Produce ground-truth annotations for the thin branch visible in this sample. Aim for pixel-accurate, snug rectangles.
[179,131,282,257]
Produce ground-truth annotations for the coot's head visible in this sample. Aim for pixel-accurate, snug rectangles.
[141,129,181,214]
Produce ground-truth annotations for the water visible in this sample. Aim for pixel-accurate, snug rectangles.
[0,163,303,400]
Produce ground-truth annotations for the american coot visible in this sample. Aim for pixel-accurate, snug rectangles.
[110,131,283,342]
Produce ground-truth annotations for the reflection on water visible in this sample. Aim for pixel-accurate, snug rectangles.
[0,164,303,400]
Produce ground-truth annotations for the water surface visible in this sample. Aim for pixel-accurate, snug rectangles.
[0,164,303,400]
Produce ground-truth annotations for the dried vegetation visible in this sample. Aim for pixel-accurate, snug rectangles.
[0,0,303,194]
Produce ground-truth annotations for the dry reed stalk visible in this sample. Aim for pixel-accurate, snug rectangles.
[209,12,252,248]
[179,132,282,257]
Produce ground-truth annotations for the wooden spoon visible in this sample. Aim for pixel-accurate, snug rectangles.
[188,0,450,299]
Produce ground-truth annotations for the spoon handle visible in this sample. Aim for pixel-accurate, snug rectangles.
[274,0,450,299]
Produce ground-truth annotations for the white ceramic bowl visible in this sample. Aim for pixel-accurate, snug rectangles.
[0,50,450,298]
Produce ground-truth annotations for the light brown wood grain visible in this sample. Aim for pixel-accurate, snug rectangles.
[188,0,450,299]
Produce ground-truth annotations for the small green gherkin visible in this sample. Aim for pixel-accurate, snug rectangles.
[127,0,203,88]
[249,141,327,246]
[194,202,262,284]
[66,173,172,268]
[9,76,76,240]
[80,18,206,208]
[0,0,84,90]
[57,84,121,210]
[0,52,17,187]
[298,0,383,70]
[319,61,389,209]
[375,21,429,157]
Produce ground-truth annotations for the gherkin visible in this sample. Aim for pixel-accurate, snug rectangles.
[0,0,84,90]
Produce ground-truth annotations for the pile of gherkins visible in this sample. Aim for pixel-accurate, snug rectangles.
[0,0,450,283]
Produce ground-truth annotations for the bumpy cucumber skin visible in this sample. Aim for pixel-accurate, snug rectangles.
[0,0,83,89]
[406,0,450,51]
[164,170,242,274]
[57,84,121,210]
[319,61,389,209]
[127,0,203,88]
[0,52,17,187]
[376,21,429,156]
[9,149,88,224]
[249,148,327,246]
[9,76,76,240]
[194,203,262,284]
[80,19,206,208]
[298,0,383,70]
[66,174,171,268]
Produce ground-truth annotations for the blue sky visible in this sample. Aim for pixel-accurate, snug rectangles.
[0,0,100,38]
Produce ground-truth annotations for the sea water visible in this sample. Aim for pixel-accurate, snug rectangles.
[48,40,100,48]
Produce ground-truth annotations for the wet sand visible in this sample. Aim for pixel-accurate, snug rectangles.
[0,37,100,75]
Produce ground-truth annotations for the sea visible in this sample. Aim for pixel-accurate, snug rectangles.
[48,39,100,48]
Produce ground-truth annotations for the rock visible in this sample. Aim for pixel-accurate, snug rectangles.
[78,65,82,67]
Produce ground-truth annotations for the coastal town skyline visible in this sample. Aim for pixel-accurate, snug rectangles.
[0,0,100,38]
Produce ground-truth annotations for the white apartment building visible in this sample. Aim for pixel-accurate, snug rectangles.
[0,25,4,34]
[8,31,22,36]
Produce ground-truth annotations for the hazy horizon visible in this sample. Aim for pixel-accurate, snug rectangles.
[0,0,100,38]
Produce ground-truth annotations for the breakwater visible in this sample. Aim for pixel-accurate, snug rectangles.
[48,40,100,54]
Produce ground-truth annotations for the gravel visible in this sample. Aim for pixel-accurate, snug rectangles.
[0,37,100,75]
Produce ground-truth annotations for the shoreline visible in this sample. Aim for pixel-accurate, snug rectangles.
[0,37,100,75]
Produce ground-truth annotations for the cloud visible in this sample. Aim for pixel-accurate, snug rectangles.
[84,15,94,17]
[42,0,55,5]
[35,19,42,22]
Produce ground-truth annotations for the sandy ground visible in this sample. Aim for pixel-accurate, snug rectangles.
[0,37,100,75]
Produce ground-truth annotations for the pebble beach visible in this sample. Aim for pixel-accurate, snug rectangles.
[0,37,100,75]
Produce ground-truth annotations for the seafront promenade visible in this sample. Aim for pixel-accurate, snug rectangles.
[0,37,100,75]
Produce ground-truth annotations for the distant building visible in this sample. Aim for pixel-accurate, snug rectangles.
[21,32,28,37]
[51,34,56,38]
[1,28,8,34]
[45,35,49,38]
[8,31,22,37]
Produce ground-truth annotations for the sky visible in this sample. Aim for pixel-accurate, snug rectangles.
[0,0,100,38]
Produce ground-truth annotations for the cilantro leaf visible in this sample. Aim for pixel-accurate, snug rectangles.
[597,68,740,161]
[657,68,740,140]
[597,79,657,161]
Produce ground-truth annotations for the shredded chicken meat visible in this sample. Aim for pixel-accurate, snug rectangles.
_ _ _
> [Aim of the task]: Rewrite the entries as a Markdown table with the columns Row and Line, covering only the lines from the one containing "Produce ground-truth annotations for the shoreline" through the end of the entries, both ends included. Number the rows in order and leave out blank lines.

> [Solved problem]:
| Row | Line |
|---|---|
| 1 | Produce ground-truth annotations for the shoreline visible in this sample. Aim for pixel-accurate, snug rectangles. |
| 2 | [0,37,100,75] |
| 3 | Produce ground-truth annotations for the cloud visible in this sample. Aim for pixel-accurate, snug rectangles. |
| 4 | [84,15,94,17] |
| 5 | [42,0,55,5] |
| 6 | [35,19,42,22] |
| 7 | Produce ground-truth annotations for the sandy ground visible in this sample. Aim for pixel-accurate, snug rectangles. |
| 8 | [0,37,100,75] |
| 9 | Produce ground-truth annotations for the pebble beach visible in this sample. Aim for pixel-accurate, snug rectangles. |
| 10 | [0,37,100,75] |
| 11 | Produce ground-truth annotations for the seafront promenade visible in this sample. Aim for pixel-accurate, snug rectangles. |
| 12 | [0,37,100,75] |
| 13 | Produce ground-truth annotations for the distant building visible in this sample. Aim for pixel-accurate, snug rectangles. |
| 14 | [21,32,28,37] |
| 15 | [51,34,56,38] |
| 16 | [1,28,8,34] |
| 17 | [45,35,49,38] |
| 18 | [8,31,22,37] |
| 19 | Produce ground-truth annotations for the sky visible in this sample. Aim for pixel-accurate, snug rectangles. |
| 20 | [0,0,100,38] |
| 21 | Produce ground-truth annotations for the cilantro leaf visible in this sample. Aim for pixel-accurate, snug rectangles. |
| 22 | [597,68,740,161] |
| 23 | [657,68,740,140] |
| 24 | [597,79,657,161] |
| 25 | Produce ground-truth annotations for the shredded chicken meat visible in this sample. Aim for pixel-accurate, snug rectangles. |